— START TASK INPUTS —

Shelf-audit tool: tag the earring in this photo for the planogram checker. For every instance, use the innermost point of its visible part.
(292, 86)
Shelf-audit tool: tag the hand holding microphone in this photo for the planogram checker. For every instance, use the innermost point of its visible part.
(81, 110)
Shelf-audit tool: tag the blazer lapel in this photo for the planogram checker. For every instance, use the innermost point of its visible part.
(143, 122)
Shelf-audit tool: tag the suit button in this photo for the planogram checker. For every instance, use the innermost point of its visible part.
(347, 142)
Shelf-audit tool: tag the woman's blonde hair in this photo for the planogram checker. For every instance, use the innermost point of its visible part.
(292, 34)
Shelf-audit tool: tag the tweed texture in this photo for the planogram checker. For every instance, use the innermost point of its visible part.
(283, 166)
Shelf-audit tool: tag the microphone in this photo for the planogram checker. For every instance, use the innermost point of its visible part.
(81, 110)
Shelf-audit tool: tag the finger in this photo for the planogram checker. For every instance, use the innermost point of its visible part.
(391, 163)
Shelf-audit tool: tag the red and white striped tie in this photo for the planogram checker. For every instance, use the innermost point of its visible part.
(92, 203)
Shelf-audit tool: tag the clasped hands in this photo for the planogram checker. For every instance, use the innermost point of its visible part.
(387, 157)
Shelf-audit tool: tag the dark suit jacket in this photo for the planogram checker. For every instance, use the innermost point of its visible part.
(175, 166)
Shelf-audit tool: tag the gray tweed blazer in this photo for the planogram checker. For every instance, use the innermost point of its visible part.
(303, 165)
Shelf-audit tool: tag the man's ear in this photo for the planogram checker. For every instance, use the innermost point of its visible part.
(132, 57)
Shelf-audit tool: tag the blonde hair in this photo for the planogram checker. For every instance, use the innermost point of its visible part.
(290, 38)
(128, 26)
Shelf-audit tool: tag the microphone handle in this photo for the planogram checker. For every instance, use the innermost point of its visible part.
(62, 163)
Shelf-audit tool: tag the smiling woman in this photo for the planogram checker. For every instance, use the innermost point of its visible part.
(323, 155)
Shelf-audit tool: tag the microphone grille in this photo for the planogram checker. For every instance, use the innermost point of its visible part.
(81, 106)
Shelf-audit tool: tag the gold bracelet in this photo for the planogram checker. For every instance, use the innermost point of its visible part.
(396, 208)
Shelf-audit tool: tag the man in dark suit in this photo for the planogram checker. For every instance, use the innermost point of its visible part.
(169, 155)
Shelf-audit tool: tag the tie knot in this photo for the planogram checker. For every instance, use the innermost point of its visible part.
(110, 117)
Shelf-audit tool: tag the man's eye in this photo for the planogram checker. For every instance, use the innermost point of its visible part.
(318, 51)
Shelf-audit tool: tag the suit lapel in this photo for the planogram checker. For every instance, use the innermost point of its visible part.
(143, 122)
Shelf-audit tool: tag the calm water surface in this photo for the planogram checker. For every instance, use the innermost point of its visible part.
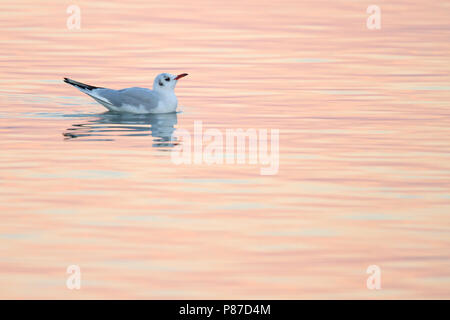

— END TASK INPUTS —

_REQUIRED WORK_: Show every line of the records above that contains the word "woman", matching case exactly.

_THE OUTPUT_:
Shelf-audit tool: tag the woman's blonde hair in this photo for the planogram checker. For every instance, use the innermost point of its visible part.
Shelf-audit tool: tag the smiling woman in this photo for the planogram checker. For every instance, use the innermost point of its visible part.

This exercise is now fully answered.